- Opening Delimiter -
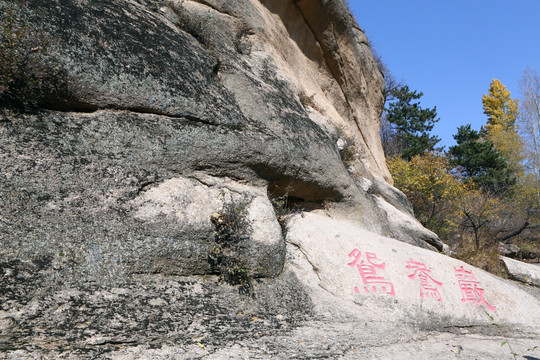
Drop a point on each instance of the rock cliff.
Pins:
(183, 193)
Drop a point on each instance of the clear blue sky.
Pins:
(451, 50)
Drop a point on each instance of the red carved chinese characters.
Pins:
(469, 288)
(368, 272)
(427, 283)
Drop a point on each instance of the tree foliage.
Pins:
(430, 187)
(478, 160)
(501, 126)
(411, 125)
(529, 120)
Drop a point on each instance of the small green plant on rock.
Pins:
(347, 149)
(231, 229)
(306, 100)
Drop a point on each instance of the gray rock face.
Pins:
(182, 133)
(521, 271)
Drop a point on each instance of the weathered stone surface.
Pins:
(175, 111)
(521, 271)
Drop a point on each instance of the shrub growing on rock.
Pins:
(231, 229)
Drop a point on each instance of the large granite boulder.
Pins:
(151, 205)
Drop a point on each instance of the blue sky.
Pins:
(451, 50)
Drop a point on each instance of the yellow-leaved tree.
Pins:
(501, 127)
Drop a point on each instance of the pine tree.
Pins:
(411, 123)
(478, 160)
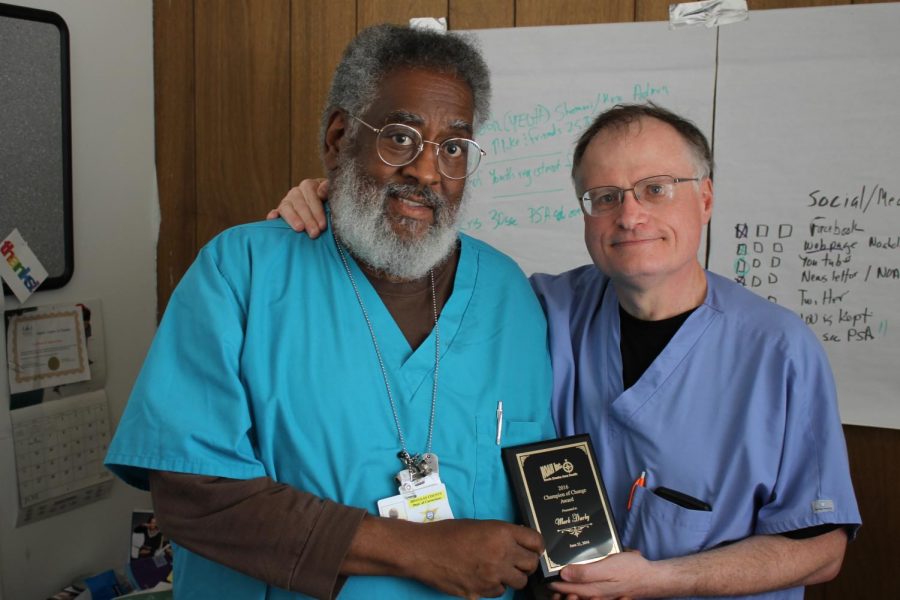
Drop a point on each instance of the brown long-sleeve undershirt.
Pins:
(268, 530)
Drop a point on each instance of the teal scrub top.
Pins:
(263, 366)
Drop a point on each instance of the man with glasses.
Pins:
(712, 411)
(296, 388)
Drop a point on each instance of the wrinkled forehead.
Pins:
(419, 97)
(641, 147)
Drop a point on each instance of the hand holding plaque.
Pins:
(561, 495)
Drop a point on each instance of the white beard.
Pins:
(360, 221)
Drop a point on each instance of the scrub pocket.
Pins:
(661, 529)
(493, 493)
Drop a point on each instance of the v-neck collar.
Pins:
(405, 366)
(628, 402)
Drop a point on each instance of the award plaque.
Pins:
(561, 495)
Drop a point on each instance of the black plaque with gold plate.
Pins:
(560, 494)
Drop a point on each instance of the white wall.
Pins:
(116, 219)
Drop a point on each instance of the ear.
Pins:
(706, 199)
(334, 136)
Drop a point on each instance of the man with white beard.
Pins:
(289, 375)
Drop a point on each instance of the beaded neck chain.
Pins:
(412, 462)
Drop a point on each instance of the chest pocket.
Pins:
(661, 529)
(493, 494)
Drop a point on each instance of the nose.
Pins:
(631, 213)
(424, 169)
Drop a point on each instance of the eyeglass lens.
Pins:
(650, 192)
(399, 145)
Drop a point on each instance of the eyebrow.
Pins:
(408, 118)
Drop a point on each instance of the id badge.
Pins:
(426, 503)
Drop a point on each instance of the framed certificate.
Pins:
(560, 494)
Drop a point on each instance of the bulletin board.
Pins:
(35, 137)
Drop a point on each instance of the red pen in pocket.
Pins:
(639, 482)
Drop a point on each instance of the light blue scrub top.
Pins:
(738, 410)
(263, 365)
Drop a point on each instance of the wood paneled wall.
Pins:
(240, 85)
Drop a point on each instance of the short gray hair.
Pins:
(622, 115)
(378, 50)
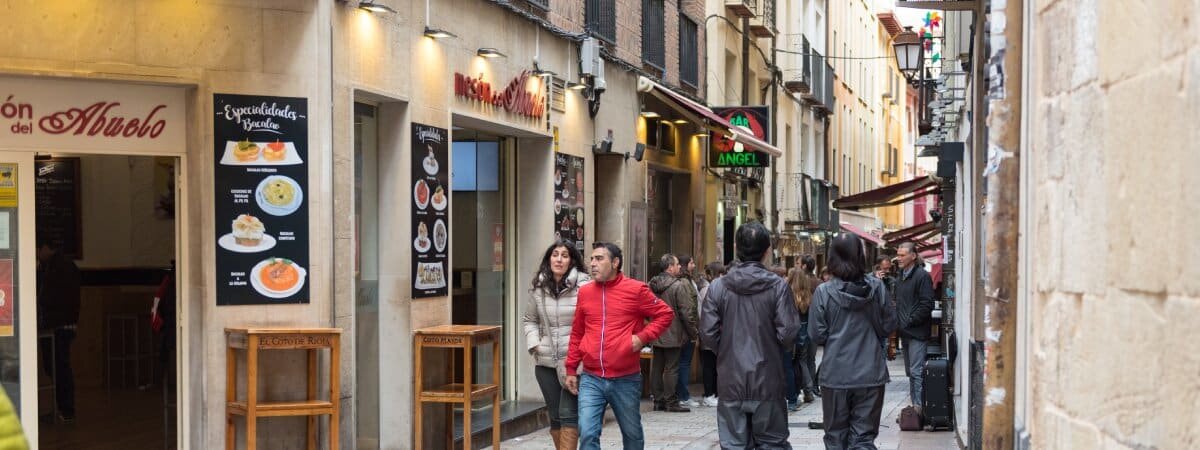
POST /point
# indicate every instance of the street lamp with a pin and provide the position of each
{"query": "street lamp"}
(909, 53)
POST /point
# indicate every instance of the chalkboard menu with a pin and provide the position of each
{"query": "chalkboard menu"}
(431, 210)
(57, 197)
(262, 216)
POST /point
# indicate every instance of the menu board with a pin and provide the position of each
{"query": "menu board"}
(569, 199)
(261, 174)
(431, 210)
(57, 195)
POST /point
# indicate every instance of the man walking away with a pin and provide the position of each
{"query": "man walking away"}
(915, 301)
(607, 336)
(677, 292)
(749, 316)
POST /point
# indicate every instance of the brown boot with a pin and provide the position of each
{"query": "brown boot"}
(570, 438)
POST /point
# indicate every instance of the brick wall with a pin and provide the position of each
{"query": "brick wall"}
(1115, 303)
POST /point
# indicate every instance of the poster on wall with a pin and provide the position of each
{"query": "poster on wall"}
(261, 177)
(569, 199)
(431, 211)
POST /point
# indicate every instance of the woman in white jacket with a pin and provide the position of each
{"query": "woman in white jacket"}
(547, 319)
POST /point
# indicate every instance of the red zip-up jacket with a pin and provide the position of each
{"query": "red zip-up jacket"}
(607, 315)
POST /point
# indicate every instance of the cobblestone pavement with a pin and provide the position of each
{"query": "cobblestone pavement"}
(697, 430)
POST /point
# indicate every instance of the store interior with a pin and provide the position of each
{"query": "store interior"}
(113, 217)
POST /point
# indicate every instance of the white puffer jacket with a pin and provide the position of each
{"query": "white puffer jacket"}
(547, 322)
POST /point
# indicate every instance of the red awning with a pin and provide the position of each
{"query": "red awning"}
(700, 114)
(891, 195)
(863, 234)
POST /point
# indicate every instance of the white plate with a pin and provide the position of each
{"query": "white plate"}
- Closing Delimiter -
_Exercise prompt_
From the first line to the last, write out the data above exactly. Omit the pictures.

_Exercise output_
Drop a point on each instance of the rock cliff.
Pins:
(183, 193)
Drop a point on each instance of the clear blue sky.
Pins:
(451, 50)
Drop a point on each instance of the red carved chinese characters.
Pins:
(469, 288)
(368, 272)
(427, 283)
Drop a point on each instance of the tree foliage.
Pins:
(430, 187)
(478, 160)
(501, 126)
(411, 125)
(529, 120)
Drop a point on each instance of the small green plant on rock.
Pins:
(347, 149)
(231, 229)
(306, 100)
Drop a point on each instance of the gray rock face.
Pins:
(182, 133)
(521, 271)
Drop a point on each instance of the weathered stone surface.
Pins:
(175, 111)
(521, 271)
Drop a point on each instance of the shrub growing on rock.
Pins:
(231, 229)
Drop a point on each instance of the large granite boulder.
Pins:
(151, 205)
Drop a point on each instance of the blue sky.
Pins:
(451, 50)
Drop a point on each instance of the yellow-leaved tree.
Pins:
(501, 127)
Drop a point on each instance of the pine tree.
Pins:
(411, 123)
(478, 160)
Drop a point on each instance of the brown long-sleeve undershirt.
Pins:
(268, 530)
Drop a point on each instance of the teal scrub top.
Pins:
(263, 366)
Drop a point on each instance of the man with glasses.
Pins:
(712, 411)
(296, 388)
Drop a point on each instance of the wrinkled forehead.
Pins:
(419, 97)
(641, 147)
Drop a point on each instance of the hand holding plaque.
Pins:
(561, 495)
Drop a point on each instance of the white beard.
Pins:
(360, 221)
Drop a point on each instance of the scrub pocket.
Pins:
(661, 529)
(493, 493)
Drop a point on each instance of the v-neck collar.
Pins:
(405, 366)
(628, 402)
Drop a point on each instance of the award plaque.
Pins:
(561, 495)
Drop a point on each instance of the black plaque with gold plate.
Pins:
(560, 494)
Drop a point on each instance of the white wall.
Pins:
(116, 219)
Drop a point on each instance of the ear.
Pins:
(706, 199)
(334, 136)
Drop a point on each instance of the man with white beard.
Pins:
(289, 375)
Drop a point on each instance of the beaded neck chain.
Pins:
(412, 462)
Drop a point on each instance of the chest pocket.
Pins:
(661, 529)
(493, 494)
Drop a point on each instance of the nose.
Pins:
(631, 213)
(424, 169)
Drop a point on each instance of the eyeglass lens.
Pins:
(650, 192)
(399, 145)
Drop a point on each instance of the eyebrow.
Pins:
(408, 118)
Drop a point on each instance of the id badge.
Pins:
(426, 503)
Drop a point on each instance of the framed certificate.
Pins:
(560, 494)
Drop a point on each instance of the bulletin board.
Pins:
(35, 137)
Drop a point on each instance of the red pen in pocket.
Pins:
(639, 482)
Drop a point on each instance of the light blue scrub top.
Pins:
(738, 410)
(263, 365)
Drop a point on each instance of the wood paneled wall.
Pins:
(240, 85)
Drop a point on each instance of the short gray hair.
Pins:
(622, 115)
(378, 50)
POST /point
# indicate every instance of the street lamp with a pin and provide the position of each
{"query": "street lamp"}
(909, 53)
POST /point
# indicate every instance of the chalkboard menu with a pin and provide the position of each
{"query": "chalkboard menu"}
(431, 210)
(57, 197)
(262, 216)
POST /point
# indicate every instance of the menu board with a pin and provide the position of each
{"query": "menu board"}
(569, 199)
(261, 174)
(431, 210)
(57, 195)
POST /point
# indicate every instance of the man walking away with a pin and provide the position of each
{"query": "man walking away"}
(915, 301)
(607, 336)
(677, 292)
(749, 316)
POST /point
# indicate every instance of the brown boot with a pin and provide the position of each
{"query": "brown boot"}
(570, 438)
POST /point
# indicate every instance of the brick wall with a pin and provide the position of each
{"query": "brick wall"}
(1115, 303)
POST /point
# indicate every instance of the poster on wall with a pin and provide the position of each
{"query": "poster on wall"}
(261, 177)
(569, 199)
(431, 211)
POST /point
# indicate every instance of the woman in white jacket with a pin and provide the position of each
{"query": "woman in white jacket"}
(547, 319)
POST /point
# indicate every instance of the red zip-up jacket with a pin and provide the position of each
{"query": "red zip-up jacket"}
(607, 315)
POST /point
# indicate every instance of the cobblestone pavement with a pin and provide the position of each
{"query": "cobblestone pavement"}
(697, 430)
POST /point
# indicate every instance of the store interior with a pin and provide the position of each
{"query": "store interior"}
(113, 217)
POST /point
# indicate every instance of the white puffer jacket with a pin and provide the position of each
{"query": "white puffer jacket"}
(547, 322)
POST /point
# indicate every instance of the red awning with a pin and provide the position of each
{"query": "red awning"}
(700, 114)
(891, 195)
(863, 234)
POST /point
# indicate every instance of the white plate with a pin and provide the position of each
{"query": "white plate"}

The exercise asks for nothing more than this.